Page ::
++++++++

From: Tab Atkins Jr. <jackalmage@gmail.com>
Date: Wed, 8 Sep 2010 11:20:49 -0700
Message-ID: <AANLkTi=6PBzdD4NB3Ar__6uOM_gGjJOCRgbODTd8A6Vn@mail.gmail.com>
To: David Singer <singer@apple.com>
Cc: fantasai <fantasai.lists@inkedblade.net>, Simon Fraser <smfr@me.com>, www-style list <www-style@w3.org>
On Wed, Sep 8, 2010 at 9:59 AM, David Singer <singer@apple.com> wrote:
> On Sep 7, 2010, at 20:49 , Tab Atkins Jr. wrote:
>>> the first argument is one of the possibilities: b-t, t-b, l-r, r-l, bl-tr,
>>> tl-br, tr-bl, br-tl
>>> the second is an angle relative to that base vector
>>>     the two combined give a computed gradient vector, and after that,
>>> everything falls out.
>> Relative angles are actually a substantially different thing than the
>> current angles I use.  It's impossible to use relative angles to just
>> say "give me a gradient at 45deg".
> I think that that is 45 degrees relative to the l-r line (i.e. x axis).

++++++++

Records for the exercise ::
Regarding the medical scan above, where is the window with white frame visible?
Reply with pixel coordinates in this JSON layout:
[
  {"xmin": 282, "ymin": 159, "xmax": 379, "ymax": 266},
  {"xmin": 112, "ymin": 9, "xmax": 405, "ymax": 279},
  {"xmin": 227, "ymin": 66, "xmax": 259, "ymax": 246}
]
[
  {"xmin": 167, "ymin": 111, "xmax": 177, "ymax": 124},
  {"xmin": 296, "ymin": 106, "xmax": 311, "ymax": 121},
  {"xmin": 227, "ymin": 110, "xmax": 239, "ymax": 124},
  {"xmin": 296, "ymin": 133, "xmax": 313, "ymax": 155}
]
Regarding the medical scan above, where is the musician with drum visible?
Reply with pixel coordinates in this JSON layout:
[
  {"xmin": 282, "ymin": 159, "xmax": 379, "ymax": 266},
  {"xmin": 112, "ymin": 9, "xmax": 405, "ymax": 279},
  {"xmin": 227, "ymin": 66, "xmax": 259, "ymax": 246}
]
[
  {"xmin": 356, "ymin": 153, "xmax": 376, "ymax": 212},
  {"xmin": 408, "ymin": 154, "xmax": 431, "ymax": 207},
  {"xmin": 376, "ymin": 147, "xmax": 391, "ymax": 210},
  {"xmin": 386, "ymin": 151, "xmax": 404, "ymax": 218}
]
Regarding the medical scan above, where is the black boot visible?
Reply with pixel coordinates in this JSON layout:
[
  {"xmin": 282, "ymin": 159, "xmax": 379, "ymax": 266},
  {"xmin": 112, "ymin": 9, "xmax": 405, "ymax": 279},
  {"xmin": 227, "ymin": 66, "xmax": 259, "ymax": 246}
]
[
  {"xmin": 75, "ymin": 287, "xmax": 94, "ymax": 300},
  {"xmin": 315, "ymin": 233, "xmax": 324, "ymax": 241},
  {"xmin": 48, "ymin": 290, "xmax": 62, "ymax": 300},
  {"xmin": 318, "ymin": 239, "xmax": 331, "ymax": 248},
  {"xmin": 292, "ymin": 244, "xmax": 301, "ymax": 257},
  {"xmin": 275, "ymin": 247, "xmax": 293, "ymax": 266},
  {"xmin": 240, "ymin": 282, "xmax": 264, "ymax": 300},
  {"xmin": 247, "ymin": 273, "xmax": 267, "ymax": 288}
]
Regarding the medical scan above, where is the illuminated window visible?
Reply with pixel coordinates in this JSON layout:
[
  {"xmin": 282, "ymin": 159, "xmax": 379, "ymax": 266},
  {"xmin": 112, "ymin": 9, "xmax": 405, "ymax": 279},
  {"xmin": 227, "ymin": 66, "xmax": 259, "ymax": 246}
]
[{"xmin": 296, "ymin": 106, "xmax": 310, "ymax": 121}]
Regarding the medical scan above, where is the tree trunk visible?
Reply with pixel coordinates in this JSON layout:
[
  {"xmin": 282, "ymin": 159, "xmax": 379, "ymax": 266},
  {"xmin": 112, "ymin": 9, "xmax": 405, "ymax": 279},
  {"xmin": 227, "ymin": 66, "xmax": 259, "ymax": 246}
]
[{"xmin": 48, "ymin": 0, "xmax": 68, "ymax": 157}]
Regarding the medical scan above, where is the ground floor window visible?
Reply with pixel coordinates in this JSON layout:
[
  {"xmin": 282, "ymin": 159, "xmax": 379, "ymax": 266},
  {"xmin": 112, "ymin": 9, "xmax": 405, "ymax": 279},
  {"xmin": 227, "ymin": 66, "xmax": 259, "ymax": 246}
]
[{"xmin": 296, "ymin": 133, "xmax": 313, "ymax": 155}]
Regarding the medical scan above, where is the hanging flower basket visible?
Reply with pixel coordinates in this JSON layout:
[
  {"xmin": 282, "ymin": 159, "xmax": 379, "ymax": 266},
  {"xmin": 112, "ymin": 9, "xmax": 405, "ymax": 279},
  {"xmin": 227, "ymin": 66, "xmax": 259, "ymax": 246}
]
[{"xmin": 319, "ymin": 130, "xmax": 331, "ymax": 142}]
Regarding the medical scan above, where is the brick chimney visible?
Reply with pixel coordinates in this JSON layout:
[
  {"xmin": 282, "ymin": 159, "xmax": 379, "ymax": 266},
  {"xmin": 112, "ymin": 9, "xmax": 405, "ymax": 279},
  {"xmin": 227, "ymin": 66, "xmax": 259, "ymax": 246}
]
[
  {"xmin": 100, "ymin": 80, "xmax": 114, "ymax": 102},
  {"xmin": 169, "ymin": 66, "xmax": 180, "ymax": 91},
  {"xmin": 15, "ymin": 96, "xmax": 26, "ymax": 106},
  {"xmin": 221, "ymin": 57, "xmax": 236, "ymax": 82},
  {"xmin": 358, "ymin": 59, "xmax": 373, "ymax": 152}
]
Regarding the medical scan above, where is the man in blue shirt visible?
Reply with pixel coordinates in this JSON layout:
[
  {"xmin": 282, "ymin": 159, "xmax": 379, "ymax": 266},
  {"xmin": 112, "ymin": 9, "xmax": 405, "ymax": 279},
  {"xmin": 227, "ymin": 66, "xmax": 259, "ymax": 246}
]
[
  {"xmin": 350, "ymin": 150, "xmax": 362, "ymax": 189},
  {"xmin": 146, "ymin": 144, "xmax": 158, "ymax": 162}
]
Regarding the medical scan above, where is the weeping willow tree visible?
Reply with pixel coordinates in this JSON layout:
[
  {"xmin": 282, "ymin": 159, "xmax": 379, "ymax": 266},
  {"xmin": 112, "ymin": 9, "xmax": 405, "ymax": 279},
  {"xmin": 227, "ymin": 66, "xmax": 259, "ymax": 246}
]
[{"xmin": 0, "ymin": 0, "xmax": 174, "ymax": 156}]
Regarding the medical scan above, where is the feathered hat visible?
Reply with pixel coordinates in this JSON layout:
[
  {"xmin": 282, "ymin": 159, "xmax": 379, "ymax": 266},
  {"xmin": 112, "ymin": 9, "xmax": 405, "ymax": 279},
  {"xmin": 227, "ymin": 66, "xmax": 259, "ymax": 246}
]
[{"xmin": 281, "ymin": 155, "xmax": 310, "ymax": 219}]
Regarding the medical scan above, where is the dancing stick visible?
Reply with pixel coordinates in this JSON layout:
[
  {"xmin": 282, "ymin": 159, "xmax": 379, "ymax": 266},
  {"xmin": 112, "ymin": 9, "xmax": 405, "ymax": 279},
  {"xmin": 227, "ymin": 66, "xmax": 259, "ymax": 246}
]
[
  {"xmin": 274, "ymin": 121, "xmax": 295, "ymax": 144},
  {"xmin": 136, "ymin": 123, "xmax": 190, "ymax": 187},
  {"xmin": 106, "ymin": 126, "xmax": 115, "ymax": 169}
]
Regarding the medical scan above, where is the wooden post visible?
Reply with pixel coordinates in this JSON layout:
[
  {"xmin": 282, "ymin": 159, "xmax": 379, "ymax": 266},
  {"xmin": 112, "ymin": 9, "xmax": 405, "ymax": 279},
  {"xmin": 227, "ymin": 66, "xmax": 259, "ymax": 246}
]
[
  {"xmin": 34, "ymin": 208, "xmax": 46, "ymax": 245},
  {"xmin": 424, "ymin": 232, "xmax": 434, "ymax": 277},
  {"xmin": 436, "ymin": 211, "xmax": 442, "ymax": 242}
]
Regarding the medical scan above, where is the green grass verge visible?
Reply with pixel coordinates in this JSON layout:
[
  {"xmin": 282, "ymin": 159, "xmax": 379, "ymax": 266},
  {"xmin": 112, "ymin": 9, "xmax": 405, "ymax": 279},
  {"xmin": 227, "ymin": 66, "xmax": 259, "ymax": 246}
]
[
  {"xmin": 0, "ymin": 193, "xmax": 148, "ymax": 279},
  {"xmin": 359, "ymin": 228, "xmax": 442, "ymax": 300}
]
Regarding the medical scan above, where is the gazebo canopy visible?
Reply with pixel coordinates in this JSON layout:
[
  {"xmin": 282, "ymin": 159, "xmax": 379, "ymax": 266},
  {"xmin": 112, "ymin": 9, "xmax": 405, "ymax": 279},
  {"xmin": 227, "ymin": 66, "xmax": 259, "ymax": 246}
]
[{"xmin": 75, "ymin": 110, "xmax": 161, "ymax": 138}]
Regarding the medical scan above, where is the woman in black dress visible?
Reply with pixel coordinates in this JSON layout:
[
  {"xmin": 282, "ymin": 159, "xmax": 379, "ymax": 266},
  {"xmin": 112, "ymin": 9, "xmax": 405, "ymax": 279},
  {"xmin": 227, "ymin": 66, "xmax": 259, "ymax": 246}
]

++++++++

Parts of the exercise ::
**A)** Reproduce the part of the mailing-list message starting at "From: Tab Atkins" and ending at "everything falls out.".
**B)** Locate every line of the records that contains the word "black" and copy each such line. Case counts.
The mailing-list message and the records come from unrelated sources.

List of solutions ::
**A)**
From: Tab Atkins Jr. <jackalmage@gmail.com>
Date: Wed, 8 Sep 2010 11:20:49 -0700
Message-ID: <AANLkTi=6PBzdD4NB3Ar__6uOM_gGjJOCRgbODTd8A6Vn@mail.gmail.com>
To: David Singer <singer@apple.com>
Cc: fantasai <fantasai.lists@inkedblade.net>, Simon Fraser <smfr@me.com>, www-style list <www-style@w3.org>
On Wed, Sep 8, 2010 at 9:59 AM, David Singer <singer@apple.com> wrote:
> On Sep 7, 2010, at 20:49 , Tab Atkins Jr. wrote:
>>> the first argument is one of the possibilities: b-t, t-b, l-r, r-l, bl-tr,
>>> tl-br, tr-bl, br-tl
>>> the second is an angle relative to that base vector
>>>     the two combined give a computed gradient vector, and after that,
>>> everything falls out.

**B)**
Regarding the medical scan above, where is the black boot visible?
Regarding the medical scan above, where is the woman in black dress visible?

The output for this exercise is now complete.